• **Work to be completed**
Copy each line of the records below word for word, keeping every symbol and number unchanged.

### Material for the task ###

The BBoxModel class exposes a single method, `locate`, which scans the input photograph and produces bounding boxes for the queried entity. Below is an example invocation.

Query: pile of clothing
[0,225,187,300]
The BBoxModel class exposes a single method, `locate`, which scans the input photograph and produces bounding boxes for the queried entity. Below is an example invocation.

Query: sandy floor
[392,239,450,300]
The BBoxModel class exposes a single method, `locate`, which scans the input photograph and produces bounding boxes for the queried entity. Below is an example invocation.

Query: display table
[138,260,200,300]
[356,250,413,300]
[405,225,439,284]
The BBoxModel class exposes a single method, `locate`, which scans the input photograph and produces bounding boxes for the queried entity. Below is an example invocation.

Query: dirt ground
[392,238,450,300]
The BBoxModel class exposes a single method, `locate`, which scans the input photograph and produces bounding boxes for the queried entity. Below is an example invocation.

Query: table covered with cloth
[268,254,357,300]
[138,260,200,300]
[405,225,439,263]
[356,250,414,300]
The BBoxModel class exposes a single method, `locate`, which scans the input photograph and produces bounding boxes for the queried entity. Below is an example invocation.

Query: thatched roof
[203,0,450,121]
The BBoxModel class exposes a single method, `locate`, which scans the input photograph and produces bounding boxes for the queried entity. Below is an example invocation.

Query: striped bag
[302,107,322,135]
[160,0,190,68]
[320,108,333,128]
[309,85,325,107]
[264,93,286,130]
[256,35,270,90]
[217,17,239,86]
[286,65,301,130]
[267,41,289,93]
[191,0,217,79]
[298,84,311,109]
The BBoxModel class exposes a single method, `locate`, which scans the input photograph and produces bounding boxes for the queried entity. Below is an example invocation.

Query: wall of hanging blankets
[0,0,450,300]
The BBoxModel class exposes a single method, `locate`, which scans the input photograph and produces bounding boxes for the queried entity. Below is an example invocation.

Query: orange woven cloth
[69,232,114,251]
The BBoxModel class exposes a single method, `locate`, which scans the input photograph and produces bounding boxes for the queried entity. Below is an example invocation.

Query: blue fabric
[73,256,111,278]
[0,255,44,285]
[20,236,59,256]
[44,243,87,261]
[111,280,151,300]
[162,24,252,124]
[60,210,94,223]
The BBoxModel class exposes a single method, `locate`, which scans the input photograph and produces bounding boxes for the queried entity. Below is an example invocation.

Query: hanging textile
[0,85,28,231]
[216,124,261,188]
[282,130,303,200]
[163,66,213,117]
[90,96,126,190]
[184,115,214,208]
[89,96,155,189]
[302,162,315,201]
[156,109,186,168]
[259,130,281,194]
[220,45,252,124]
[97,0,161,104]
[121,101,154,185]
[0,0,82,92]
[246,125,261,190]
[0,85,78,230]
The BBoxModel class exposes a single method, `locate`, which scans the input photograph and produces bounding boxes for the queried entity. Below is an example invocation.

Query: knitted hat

###

• **Finished task**
The BBoxModel class exposes a single method, `locate`, which scans the input photograph and produces bounding boxes for the queried entity. Below is an example invocation.

Query: pile of clothing
[0,225,187,300]
The BBoxModel class exposes a single method, `locate`, which scans the input photograph and produces bounding boxes for the queried entity. Below is an example invocation.

Query: sandy floor
[392,239,450,300]
The BBoxModel class exposes a single method, `locate`, which scans the input photograph and produces bounding boxes for the queried entity. Below is an example invocation.

Query: display table
[138,260,200,300]
[356,250,413,300]
[405,225,439,284]
The BBoxModel class exposes a single method, `locate`, which scans the input photograph and produces bounding boxes for the queried entity. Below is an example invocation.

Query: dirt ground
[392,238,450,300]
The BBoxModel class exposes a single method, `locate`, which scans the input photograph and produces bounding boxes for the queried entity. Below is an example invocation.

Query: table covered with cloth
[268,254,357,300]
[138,260,200,300]
[405,225,439,263]
[356,250,414,300]
The BBoxModel class exposes a single method, `locate`, which scans the input photograph and produces bounding boxes for the queried entity. Below is an example invocation.

Query: thatched roof
[203,0,450,121]
The BBoxModel class exposes a single method, `locate`, which scans the input photograph and produces bounding boxes for the queried entity. Below is an example invocation.

Query: striped bag
[302,107,322,135]
[160,0,190,68]
[320,108,333,128]
[309,85,325,107]
[264,93,286,130]
[256,35,270,90]
[217,17,239,86]
[286,65,301,130]
[267,41,289,93]
[191,0,217,79]
[298,84,311,109]
The BBoxModel class exposes a single method, `locate`, which scans the input photograph and produces bounding boxes for the queried entity. Below is an example invocation.

Query: wall of hanging blankets
[0,0,450,300]
The BBoxModel class exposes a single method, `locate`, which scans the input photograph and produces bounding boxes for the queried entity. Below is an example invocation.

Query: orange woven cloth
[69,232,114,251]
The BBoxModel class exposes a single method, `locate`, which scans the input photograph and produces bounding boxes for the queried entity. Below is an example invocation.

Query: blue fabric
[73,256,111,278]
[0,255,44,285]
[20,236,59,256]
[44,243,87,261]
[111,280,151,300]
[162,24,252,124]
[60,210,94,223]
The BBoxModel class exposes a single method, `locate`, which scans the input photograph and produces bounding boxes for the queried entity. Below is an example invocation.

Query: hanging textile
[0,85,28,231]
[216,124,261,188]
[282,130,303,200]
[163,66,213,117]
[90,96,126,190]
[184,115,214,208]
[89,96,155,189]
[302,162,315,201]
[156,109,186,168]
[259,130,281,194]
[220,45,252,124]
[97,0,161,104]
[121,101,154,185]
[0,0,82,92]
[246,125,261,190]
[0,85,78,230]
The BBoxModel class exposes a single method, `locate`, which scans the input photograph and produces bounding boxes for the queried entity. Below is an example invocation.

Query: knitted hat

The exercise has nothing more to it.